-------- Trecho para leitura --------

Quando Trump voltou à Casa Branca em janeiro de 2025, a capital federal pareceu encenar uma versão premium de seu próprio passado. Grandes fortunas se alinharam como se disputassem poltronas na primeira fila de uma ópera política. O governo tornou-se, segundo analistas, o mais rico em patrimônio pessoal da história moderna dos Estados Unidos, reunindo executivos de petróleo, tecnologia, finanças e indústria pesada com uma naturalidade que faria inveja à velha aristocracia industrial do século XX.

Essa direção torna-se evidente na política fiscal. A Tax Cuts and Jobs Act de 2017 já havia reduzido a alíquota corporativa de 35 para 21 por cento, gerando ganhos substanciais para acionistas. Em 2025, o Congresso aprovou o One Big Beautiful Bill Act, que ampliou e perpetuou as vantagens fiscais. O Center on Budget and Policy Priorities observa que as medidas acentuam a regressividade tributária, enquanto o Congressional Budget Office alerta para perdas duradouras na capacidade de financiar programas sociais essenciais para os mais pobres.

A retração da rede de proteção social tende a atingir regiões que mais votaram em Trump, especialmente áreas rurais do Meio-Oeste e do Sul. Estudos do CBPP e dados do Census Bureau mostram que o Medicaid expandido e o SNAP reduziram a pobreza e melhoraram indicadores de saúde infantil ao longo da última década. O retrocesso social ameaça desfazer avanços significativos, e o fará com a discrição de um aumento silencioso no custo de vida, mais cruel do que qualquer declaração política.

No comércio exterior, tarifas generalizadas funcionam como imposto indireto. Pesquisadores do Peterson Institute for International Economics alertam que elas encarecem bens essenciais. A Moody’s Analytics projeta desaceleração econômica, aumento de preços e risco de perda de empregos. Nos bastidores, porém, corporações de energia, tecnologia e finanças celebram o momento como se assistissem a um leilão exclusivo cujos convites jamais circulariam no mundo dos mortais.

Com a combinação de desregulamentação e cortes tributários, os muito ricos desfrutam de um ambiente quase paradisíaco. O Census Bureau indica que a desigualdade pós-tributação permanece em patamares historicamente elevados. O Congressional Research Service registra que os efeitos da TCJA foram concentrados nas faixas de renda mais alta, tendência agora amplificada.

--------

O que fazer>
No trecho sobre o governo Trump, para quanto a Tax Cuts and Jobs Act de 2017 reduziu a alíquota corporativa?

-------- Linhas extraídas --------

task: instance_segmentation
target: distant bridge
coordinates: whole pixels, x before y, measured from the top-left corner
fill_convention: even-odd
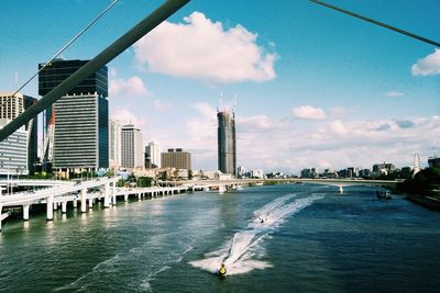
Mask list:
[[[46,187],[44,189],[16,192],[12,194],[0,195],[0,230],[1,222],[9,216],[9,213],[2,214],[3,207],[21,206],[23,211],[23,219],[29,221],[29,212],[32,204],[46,205],[46,218],[54,218],[54,211],[59,205],[62,213],[67,212],[67,204],[70,202],[74,209],[78,207],[82,213],[88,209],[92,209],[97,200],[103,201],[103,207],[117,204],[117,198],[123,196],[124,201],[130,195],[138,196],[141,200],[144,196],[157,198],[169,194],[186,192],[187,187],[152,187],[152,188],[117,188],[116,183],[120,180],[114,178],[99,178],[88,181],[58,181],[58,180],[9,180],[1,181],[0,185],[13,184],[14,187]]]
[[[392,180],[353,180],[353,179],[309,179],[309,178],[290,178],[290,179],[231,179],[231,180],[187,180],[187,181],[160,181],[160,184],[165,185],[187,185],[195,189],[211,189],[218,188],[219,192],[224,192],[229,189],[243,187],[249,184],[264,184],[264,182],[290,182],[290,183],[310,183],[338,187],[339,192],[343,193],[343,188],[346,187],[377,187],[394,189],[396,181]]]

--------

Resultado abaixo>
Para 21 por cento, antes era 35 por cento.